> [PROBLEM TO WORK ON]:
Reproduce each entry below exactly, without omitting any.

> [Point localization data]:

★ ★ ★ ★ ★

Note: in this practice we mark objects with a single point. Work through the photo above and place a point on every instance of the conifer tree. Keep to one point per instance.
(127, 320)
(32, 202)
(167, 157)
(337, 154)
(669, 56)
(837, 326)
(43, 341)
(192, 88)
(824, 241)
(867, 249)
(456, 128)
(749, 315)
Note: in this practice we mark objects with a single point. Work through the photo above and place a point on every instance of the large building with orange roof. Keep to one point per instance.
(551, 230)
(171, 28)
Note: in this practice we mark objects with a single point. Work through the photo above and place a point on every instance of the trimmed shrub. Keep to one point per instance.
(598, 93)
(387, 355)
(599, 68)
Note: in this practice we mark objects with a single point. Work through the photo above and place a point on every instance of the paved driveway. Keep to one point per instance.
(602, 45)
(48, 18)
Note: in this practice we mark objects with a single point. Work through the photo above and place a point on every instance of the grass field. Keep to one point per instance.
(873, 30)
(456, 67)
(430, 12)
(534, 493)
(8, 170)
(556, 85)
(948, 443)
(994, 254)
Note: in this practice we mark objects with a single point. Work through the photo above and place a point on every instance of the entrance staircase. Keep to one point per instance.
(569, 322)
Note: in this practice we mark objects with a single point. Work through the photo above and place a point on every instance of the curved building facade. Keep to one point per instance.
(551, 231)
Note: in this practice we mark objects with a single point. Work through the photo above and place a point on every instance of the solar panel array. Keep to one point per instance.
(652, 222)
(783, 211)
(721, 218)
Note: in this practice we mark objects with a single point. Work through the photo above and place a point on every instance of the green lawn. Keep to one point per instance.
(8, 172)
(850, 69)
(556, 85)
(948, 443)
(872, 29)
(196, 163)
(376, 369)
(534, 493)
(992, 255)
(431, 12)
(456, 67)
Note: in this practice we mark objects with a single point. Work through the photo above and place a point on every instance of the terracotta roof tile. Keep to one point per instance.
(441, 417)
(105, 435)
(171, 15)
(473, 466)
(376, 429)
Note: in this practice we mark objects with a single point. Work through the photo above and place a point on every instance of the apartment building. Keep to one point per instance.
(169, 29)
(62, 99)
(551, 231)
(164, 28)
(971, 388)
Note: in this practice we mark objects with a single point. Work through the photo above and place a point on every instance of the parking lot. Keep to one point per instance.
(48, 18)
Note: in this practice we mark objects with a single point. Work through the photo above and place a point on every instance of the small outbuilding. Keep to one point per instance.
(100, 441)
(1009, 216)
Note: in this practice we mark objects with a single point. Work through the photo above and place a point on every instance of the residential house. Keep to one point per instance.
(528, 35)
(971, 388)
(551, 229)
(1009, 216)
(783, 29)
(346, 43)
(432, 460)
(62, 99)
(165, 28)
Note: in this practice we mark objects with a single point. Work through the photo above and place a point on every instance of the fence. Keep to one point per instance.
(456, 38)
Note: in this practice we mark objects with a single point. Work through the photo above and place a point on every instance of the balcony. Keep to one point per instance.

★ ★ ★ ★ ★

> [YOUR SOLUTION]:
Note: in this practice we mark objects with a single point. Work through the photo above and place a point on every instance of the conifer tree. Keep to one point per instance.
(127, 320)
(32, 202)
(167, 157)
(337, 154)
(669, 56)
(837, 326)
(43, 341)
(192, 88)
(824, 241)
(867, 249)
(456, 128)
(749, 315)
Note: in this practice we mark objects with a single point. Work through the photo above and place a point on every instance of the large building with orange roof. Keep to one point per instance.
(551, 230)
(171, 28)
Note: in this practice we mark objects with a single point. Work through the photo above and place a point on every instance of the trimmed shrub. Keep to one point per instance.
(598, 93)
(387, 355)
(599, 68)
Note: in this practice we mark objects with a single point. Work through the photo above and place a point on every instance of the paved driveway. Keep to one point per instance.
(602, 45)
(48, 18)
Note: in this practice we mark objects with a single point. Work through the photo above and place a point on every instance of the grass field. Keep to one point per instance.
(873, 30)
(456, 67)
(430, 12)
(534, 493)
(8, 170)
(556, 85)
(948, 443)
(994, 254)
Note: in this practice we mark objects with a single point. Work through the photo above and place a point on every instance of the entrance staircase. Keep to one point per instance.
(569, 322)
Note: in this practice we mark objects with a single point. Work through the photo above and place a point on every instance of the curved building facade. Keep to one point per instance.
(551, 231)
Note: in this practice we mark objects with a single point. Work through the photo above and place a point on every instance of the solar panel array. Keep to one point per instance.
(652, 222)
(783, 211)
(721, 218)
Note: in this practice we mark objects with a single point. Work through the photo above and place a point on every instance of the green lawn. Keep to one point per instance.
(8, 172)
(850, 69)
(556, 85)
(948, 443)
(872, 29)
(196, 163)
(376, 369)
(534, 493)
(992, 255)
(431, 12)
(456, 67)
Note: in this practice we mark objects with a single point. Work through the photo above and place a point on every instance of the terracotta roof tile. Keep to one point per instance.
(441, 417)
(105, 435)
(171, 15)
(473, 466)
(376, 429)
Note: in this practice we mark objects with a single point. Work through the photo above and place a point on every instance of the apartment building. Keep to one point per instance.
(169, 29)
(62, 99)
(551, 231)
(164, 28)
(971, 388)
Note: in this practice we mark objects with a single point. Work through the photo above and place a point on every instance of the parking lot. Keep to one point per instance.
(48, 18)
Note: in this practice we mark objects with a single point. Work through the photo above and place a point on every instance of the small outbuilding. Keep to one point per instance.
(100, 441)
(1009, 216)
Note: in this practice we mark objects with a single point. Work through the photo above and place a point on every instance of the residential house. Keep to one point per instance.
(528, 35)
(971, 388)
(551, 229)
(1009, 216)
(783, 29)
(346, 43)
(432, 460)
(62, 99)
(165, 28)
Note: in this practice we mark objects with a single point. Work through the photo above and place a point on every instance of the fence. Keep to one point per instance.
(456, 38)
Note: in this practice we mark objects with a single point. Work through the photo above and place a point on every instance of the balcony. Keep to one point per instance.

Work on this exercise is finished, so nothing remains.